**Directions**
Write out all of the entries exactly as given.

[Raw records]
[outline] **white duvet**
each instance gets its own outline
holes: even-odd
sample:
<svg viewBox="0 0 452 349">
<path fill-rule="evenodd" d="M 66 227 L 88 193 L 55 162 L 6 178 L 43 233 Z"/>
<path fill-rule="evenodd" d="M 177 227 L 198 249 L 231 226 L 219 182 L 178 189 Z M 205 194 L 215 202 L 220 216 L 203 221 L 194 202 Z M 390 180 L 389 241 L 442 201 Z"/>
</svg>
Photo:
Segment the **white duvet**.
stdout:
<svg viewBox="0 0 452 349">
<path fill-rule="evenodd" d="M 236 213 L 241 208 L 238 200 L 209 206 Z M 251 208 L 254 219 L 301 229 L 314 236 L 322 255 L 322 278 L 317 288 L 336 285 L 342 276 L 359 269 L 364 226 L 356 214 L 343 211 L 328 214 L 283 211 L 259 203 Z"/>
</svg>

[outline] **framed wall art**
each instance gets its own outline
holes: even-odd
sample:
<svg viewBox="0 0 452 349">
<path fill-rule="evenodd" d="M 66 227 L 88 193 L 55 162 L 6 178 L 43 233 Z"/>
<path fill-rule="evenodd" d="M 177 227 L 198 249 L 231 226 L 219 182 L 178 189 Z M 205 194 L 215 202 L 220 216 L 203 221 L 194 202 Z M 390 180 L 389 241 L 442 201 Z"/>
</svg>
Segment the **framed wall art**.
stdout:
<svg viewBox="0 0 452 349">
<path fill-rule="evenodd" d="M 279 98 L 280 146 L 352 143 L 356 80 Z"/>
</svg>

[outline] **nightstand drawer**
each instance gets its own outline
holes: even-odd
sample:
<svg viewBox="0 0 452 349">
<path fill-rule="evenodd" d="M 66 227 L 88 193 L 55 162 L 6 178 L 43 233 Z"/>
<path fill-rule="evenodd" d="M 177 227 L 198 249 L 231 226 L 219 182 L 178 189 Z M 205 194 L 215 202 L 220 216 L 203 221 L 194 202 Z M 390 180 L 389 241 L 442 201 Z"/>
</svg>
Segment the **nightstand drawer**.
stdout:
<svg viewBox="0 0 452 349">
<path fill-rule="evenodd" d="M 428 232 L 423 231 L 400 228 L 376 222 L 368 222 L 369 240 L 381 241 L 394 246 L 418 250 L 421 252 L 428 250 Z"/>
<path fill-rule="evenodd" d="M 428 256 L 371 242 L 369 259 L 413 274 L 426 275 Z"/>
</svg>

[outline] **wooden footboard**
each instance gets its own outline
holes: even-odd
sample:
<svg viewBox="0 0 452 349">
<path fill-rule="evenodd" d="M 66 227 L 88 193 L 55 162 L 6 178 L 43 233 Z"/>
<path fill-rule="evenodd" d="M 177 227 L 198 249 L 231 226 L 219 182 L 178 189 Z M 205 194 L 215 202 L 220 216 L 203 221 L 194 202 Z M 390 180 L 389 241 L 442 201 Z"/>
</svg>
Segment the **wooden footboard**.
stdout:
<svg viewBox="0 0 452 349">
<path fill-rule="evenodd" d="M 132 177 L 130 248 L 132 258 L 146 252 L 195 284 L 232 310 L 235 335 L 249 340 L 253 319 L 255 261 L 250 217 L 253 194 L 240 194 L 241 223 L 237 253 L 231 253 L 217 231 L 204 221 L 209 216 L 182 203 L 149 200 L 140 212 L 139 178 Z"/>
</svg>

**Reply to the exercise**
[outline] **white duvet**
each instance gets its own outline
holes: even-odd
sample:
<svg viewBox="0 0 452 349">
<path fill-rule="evenodd" d="M 66 227 L 88 193 L 55 162 L 6 178 L 43 233 Z"/>
<path fill-rule="evenodd" d="M 177 227 L 198 249 L 231 226 L 219 182 L 178 189 Z M 205 194 L 215 202 L 220 216 L 203 221 L 194 202 Z M 390 180 L 389 241 L 442 201 Z"/>
</svg>
Photo:
Segment the **white duvet**.
stdout:
<svg viewBox="0 0 452 349">
<path fill-rule="evenodd" d="M 236 213 L 241 208 L 238 200 L 209 206 Z M 251 208 L 254 219 L 301 229 L 314 236 L 322 255 L 322 278 L 317 288 L 336 285 L 342 276 L 359 269 L 364 226 L 356 214 L 343 211 L 328 214 L 283 211 L 259 203 Z"/>
</svg>

[outline] **framed wall art**
each instance gets its own outline
holes: even-odd
sample:
<svg viewBox="0 0 452 349">
<path fill-rule="evenodd" d="M 66 227 L 88 193 L 55 162 L 6 178 L 43 233 Z"/>
<path fill-rule="evenodd" d="M 177 227 L 198 249 L 231 226 L 219 182 L 178 189 Z M 205 194 L 215 202 L 220 216 L 203 221 L 194 202 Z M 390 180 L 389 241 L 442 201 Z"/>
</svg>
Segment the **framed wall art**.
stdout:
<svg viewBox="0 0 452 349">
<path fill-rule="evenodd" d="M 279 98 L 280 146 L 352 143 L 356 80 Z"/>
</svg>

[outline] **nightstand drawer**
each instance gets its own outline
holes: even-odd
sample:
<svg viewBox="0 0 452 349">
<path fill-rule="evenodd" d="M 66 227 L 88 193 L 55 162 L 6 178 L 43 233 Z"/>
<path fill-rule="evenodd" d="M 177 227 L 198 249 L 231 226 L 219 182 L 178 189 Z M 205 194 L 215 202 L 220 216 L 203 221 L 194 202 Z M 390 180 L 389 241 L 442 201 Z"/>
</svg>
Segment the **nightstand drawer**.
stdout:
<svg viewBox="0 0 452 349">
<path fill-rule="evenodd" d="M 428 232 L 423 231 L 400 228 L 376 222 L 368 222 L 369 240 L 381 241 L 394 246 L 418 250 L 421 252 L 428 250 Z"/>
<path fill-rule="evenodd" d="M 428 256 L 371 242 L 369 259 L 413 274 L 426 275 Z"/>
</svg>

[outline] **wooden footboard**
each instance gets its own outline
holes: even-odd
sample:
<svg viewBox="0 0 452 349">
<path fill-rule="evenodd" d="M 66 227 L 88 193 L 55 162 L 6 178 L 43 233 Z"/>
<path fill-rule="evenodd" d="M 177 227 L 198 249 L 231 226 L 219 182 L 178 189 Z M 205 194 L 215 202 L 220 216 L 203 221 L 194 202 Z M 390 180 L 389 241 L 442 201 Z"/>
</svg>
Segment the **wooden footboard**.
stdout:
<svg viewBox="0 0 452 349">
<path fill-rule="evenodd" d="M 132 177 L 130 248 L 132 258 L 146 252 L 195 284 L 232 310 L 235 335 L 249 340 L 253 319 L 255 261 L 250 217 L 253 194 L 240 194 L 241 223 L 237 253 L 231 253 L 217 231 L 204 221 L 209 216 L 182 203 L 149 200 L 140 212 L 139 178 Z"/>
</svg>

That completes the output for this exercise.